- **QUESTIONS**:
• 1. Decide whether each statement below agrees with the text on Diogo de Barcelos Machado Bettencourt, and for each give yes or no along with the deciding words from that text, quoted exactly. (a) He earned a bachelor's degree in law at the University of Coimbra. (b) He served as Civil Governor of Funchal. (c) He was appointed regional prosecutor for Praia da Vitória, on the island of Madeira.
• 2. From the text on Diogo de Barcelos Machado Bettencourt, copy out the words starting with "Portuguese politician and" and going on through "19 April 1907).".

- **EXERCISE PASSAGE**:

┌──

Portuguese politician and judicial magistrate

Diogo de Barcelos Machado Bettencourt (Angra do Heroísmo; 8 August 1847 — Angra do Heroísmo, 16 October 1922) was a politician and judicial magistrate, as well as judge for several districts in the Azores, as well as Civil Governor of Horta.

==Early life==
He was the son of Francisco de Paula de Barcelos Machado de Bettencourt (born 1825), knight and nobleman in the Royal Household and commander in the Order of Christ, and D. Maria Isabel Barcelos do Canto e Teive de Gusmão (born 19 April 1907).

He obtained a bachelor's degree in law at the University of Coimbra.

==Career==
He was a representative on the Public Ministry for administrative tribunals of the city of Angra do Heroísmo and Braga, and also along with other judges, a fiscal judge for the city of Funchal, on the island of Madeira.

He was appointed as regional prosecutor for Praia da Vitória, on the island of Terceira.

└──

- **EXCERPTED RECORDS**:
┌──

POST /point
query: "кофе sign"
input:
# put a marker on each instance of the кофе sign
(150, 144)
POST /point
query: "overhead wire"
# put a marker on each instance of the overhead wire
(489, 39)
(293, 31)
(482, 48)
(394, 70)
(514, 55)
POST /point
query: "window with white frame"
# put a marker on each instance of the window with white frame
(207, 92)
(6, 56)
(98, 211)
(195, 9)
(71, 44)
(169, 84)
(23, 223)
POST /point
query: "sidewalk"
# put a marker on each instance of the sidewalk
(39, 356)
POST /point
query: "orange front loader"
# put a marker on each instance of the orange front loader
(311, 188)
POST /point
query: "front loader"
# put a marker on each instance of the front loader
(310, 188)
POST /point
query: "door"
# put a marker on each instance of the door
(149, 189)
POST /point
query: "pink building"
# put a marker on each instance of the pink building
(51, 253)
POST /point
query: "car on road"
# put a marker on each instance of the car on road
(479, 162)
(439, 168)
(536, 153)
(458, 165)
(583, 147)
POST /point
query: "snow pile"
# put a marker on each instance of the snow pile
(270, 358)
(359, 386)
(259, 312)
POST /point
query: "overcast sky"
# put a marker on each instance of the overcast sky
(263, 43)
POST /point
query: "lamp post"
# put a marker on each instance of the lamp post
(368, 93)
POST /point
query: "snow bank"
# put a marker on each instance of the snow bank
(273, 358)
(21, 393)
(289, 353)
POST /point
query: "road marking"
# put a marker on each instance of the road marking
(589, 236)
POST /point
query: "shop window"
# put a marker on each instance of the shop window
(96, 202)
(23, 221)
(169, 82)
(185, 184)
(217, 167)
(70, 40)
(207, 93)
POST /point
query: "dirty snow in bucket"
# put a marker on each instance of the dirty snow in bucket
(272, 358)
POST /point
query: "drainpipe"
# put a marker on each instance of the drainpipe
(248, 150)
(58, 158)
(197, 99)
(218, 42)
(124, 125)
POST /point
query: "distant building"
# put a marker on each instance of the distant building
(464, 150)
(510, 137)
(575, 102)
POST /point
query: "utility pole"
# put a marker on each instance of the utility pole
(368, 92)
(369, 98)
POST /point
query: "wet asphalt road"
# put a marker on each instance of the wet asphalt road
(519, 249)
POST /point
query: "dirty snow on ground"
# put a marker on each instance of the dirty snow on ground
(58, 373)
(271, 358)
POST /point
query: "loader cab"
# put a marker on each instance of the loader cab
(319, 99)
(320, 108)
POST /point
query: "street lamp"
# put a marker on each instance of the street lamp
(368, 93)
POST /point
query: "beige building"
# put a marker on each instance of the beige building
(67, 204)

└──

- **EXPECTED RESULTS**:
• 1.
(a) Yes: "He obtained a bachelor's degree in law at the University of Coimbra."
(b) No: "as well as Civil Governor of Horta."
(c) No: "He was appointed as regional prosecutor for Praia da Vitória, on the island of Terceira."

• 2.
Portuguese politician and judicial magistrate

Diogo de Barcelos Machado Bettencourt (Angra do Heroísmo; 8 August 1847 — Angra do Heroísmo, 16 October 1922) was a politician and judicial magistrate, as well as judge for several districts in the Azores, as well as Civil Governor of Horta.

==Early life==
He was the son of Francisco de Paula de Barcelos Machado de Bettencourt (born 1825), knight and nobleman in the Royal Household and commander in the Order of Christ, and D. Maria Isabel Barcelos do Canto e Teive de Gusmão (born 19 April 1907).